Your goal — Reproduce all of the records below word for word, leaving out the picture.

* * * *

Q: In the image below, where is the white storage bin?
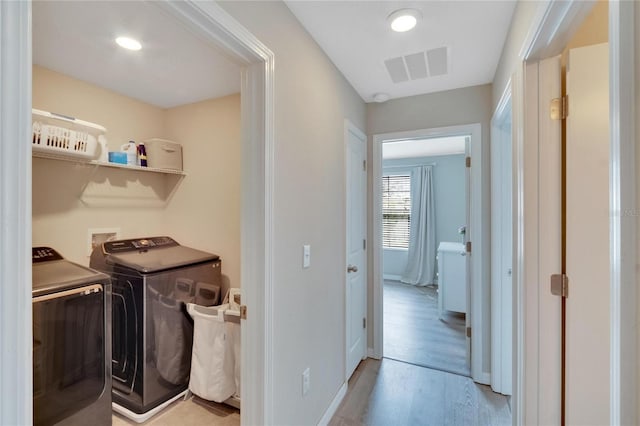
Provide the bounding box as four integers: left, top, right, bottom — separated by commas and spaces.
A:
31, 109, 107, 160
187, 303, 240, 402
144, 138, 182, 171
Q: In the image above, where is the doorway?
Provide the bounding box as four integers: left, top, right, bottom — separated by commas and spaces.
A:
381, 135, 471, 376
372, 124, 490, 384
0, 2, 274, 424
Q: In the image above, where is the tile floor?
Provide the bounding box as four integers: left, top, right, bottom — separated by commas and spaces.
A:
112, 396, 240, 426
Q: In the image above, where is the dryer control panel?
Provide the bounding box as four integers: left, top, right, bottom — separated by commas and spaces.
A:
31, 247, 64, 263
102, 237, 179, 254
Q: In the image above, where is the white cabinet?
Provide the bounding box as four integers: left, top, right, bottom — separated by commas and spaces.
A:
438, 242, 467, 316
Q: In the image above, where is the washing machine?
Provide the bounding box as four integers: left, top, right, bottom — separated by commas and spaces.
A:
32, 247, 111, 426
90, 236, 225, 423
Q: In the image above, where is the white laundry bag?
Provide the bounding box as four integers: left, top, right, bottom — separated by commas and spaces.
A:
225, 310, 241, 398
187, 303, 236, 402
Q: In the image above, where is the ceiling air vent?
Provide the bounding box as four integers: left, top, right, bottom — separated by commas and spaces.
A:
384, 47, 449, 83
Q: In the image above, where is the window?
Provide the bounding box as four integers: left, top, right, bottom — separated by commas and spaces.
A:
382, 175, 411, 248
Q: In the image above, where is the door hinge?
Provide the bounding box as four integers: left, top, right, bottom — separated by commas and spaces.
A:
549, 95, 569, 120
551, 274, 569, 297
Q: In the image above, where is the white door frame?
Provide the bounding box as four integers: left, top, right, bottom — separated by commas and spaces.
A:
341, 119, 368, 380
512, 0, 640, 424
370, 123, 484, 384
0, 1, 274, 424
491, 80, 517, 395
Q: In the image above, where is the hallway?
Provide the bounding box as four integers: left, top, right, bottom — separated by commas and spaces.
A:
329, 358, 511, 426
383, 280, 471, 376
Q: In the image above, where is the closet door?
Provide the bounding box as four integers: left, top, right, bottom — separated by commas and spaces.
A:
565, 43, 610, 425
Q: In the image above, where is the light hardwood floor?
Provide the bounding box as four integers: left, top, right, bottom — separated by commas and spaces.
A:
329, 359, 511, 426
383, 280, 471, 376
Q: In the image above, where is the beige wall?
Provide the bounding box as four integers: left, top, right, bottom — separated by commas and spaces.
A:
367, 84, 492, 372
634, 3, 640, 419
33, 66, 240, 292
164, 95, 241, 287
564, 0, 609, 53
222, 1, 365, 425
33, 67, 166, 265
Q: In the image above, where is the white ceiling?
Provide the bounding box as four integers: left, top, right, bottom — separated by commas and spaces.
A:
285, 0, 516, 102
33, 1, 240, 108
382, 136, 466, 160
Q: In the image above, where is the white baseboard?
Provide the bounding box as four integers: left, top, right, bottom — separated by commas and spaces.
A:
367, 348, 382, 359
318, 382, 347, 426
473, 372, 491, 385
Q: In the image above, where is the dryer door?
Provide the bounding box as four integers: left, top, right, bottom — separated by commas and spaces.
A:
111, 274, 142, 395
33, 284, 105, 425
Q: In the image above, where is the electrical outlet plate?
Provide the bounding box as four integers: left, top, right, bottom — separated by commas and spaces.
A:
87, 228, 120, 256
302, 367, 311, 396
302, 244, 311, 268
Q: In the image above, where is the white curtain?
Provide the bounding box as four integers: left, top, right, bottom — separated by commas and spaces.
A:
401, 166, 436, 286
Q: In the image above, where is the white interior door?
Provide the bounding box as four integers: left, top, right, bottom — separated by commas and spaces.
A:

* * * *

Output below —
Q: In the image below, where is the white storage bin?
Provide the bounding box as four integers: left, top, right, bottom — separated by commas and spaces.
A:
31, 109, 107, 160
187, 303, 240, 402
144, 138, 182, 171
Q: In the image above, where is the doorway?
Provide the bounding box as four integers: left, top, right, bottom — separated by commas and spaces.
A:
381, 135, 471, 376
372, 124, 490, 384
0, 2, 274, 424
Q: In the image above, where is the tile floor?
Provide the bounding box as four integers: left, top, right, bottom — separated by commas and spaces.
A:
112, 396, 240, 426
Q: In the image above, where is the dryer control panel?
Provide the bounding box as four integers: left, top, right, bottom — separated by commas and spaces.
A:
31, 247, 64, 263
102, 237, 179, 254
Q: In the image above, where is the white cabinet?
Provide the bounding box as four integers: left, top, right, bottom — separated by commas and spaces.
A:
438, 242, 467, 316
Q: In the image above, where is the washing machine?
Provide the bounding box as four integers: left, top, right, bottom — separated by commas and spaces.
A:
32, 247, 111, 426
90, 236, 225, 423
Q: In the image above, where is the white laundry bag?
Provide the bounding box as four integers: left, top, right, bottom — separated by commas and spaces.
A:
225, 310, 241, 398
187, 303, 236, 402
Q: In the image above, where is the ceiling air vent?
Provide the bounding box as four integers: left, top, right, bottom — separated by commas and spaces.
A:
384, 47, 449, 83
Q: In the image above, where is the window?
Provide the bounding box as four integers: left, top, right, bottom — separated by commas and spaces.
A:
382, 175, 411, 248
Q: In the image above, where is the door hinge?
Provide the bounding box as four integers: left, top, right, bottom — separated by commas and spaces.
A:
549, 95, 569, 120
551, 274, 569, 297
Q: In the image above, where is the white door frame?
Provide the bounding box as four integers: left, top, right, bottom — separated by commas and spaces.
A:
341, 119, 368, 380
512, 0, 640, 424
370, 123, 484, 384
0, 1, 274, 424
491, 80, 517, 395
Q: In the image above, where is the hallway?
Provide the bounding box as four integers: left, top, right, bottom — separated by commas and spaces.
A:
329, 358, 511, 426
383, 280, 471, 376
Q: In the image above, where is the closet door?
Provide the bounding box as four integers: left, top, right, bottom — separated by commas and spaces.
A:
565, 43, 610, 425
Q: In the image above, where is the light hardwood floor?
Provide the bounding box as four integers: left, top, right, bottom — separated by commas and spaces.
A:
329, 359, 511, 426
383, 280, 471, 376
Q: In the image above, where is the beige wall?
Provide the bounding box as four integers: left, top, right, bottom — separated by commas and spaces.
A:
367, 84, 492, 372
634, 3, 640, 419
33, 66, 240, 292
164, 95, 241, 287
564, 0, 609, 53
222, 1, 365, 425
33, 67, 166, 265
Q: In the image above, where is the white ceiling?
Provide the bounding box as four integers: left, top, right, bottom — separated by commas and spaces.
A:
285, 0, 516, 102
33, 1, 240, 108
382, 136, 466, 160
Q: In the image above, where is the white baseboard?
Provide the bounding box as four integers: left, top, right, bottom — separated by commas and spaces.
A:
367, 348, 382, 359
318, 382, 347, 426
473, 372, 491, 385
Q: In the image above, where is the dryer door?
Provide the bounding box as four integers: left, top, right, bottom — separated by commas and spaces.
A:
111, 274, 142, 395
33, 284, 105, 425
Q: In the image above, where is the electrical outlet plate?
Provide the bounding box as four integers: left, top, right, bottom — separated by commas and spaces.
A:
87, 228, 120, 256
302, 367, 311, 396
302, 244, 311, 268
Q: In the image above, where is the white curtain?
Provide the bounding box as four integers: left, top, right, bottom — separated by commas and spaces.
A:
401, 166, 436, 286
Q: In the image above, where is the white interior door?
Provide the bounding box as four integers: left, top, right, bottom — separated by commas and spaces.
A:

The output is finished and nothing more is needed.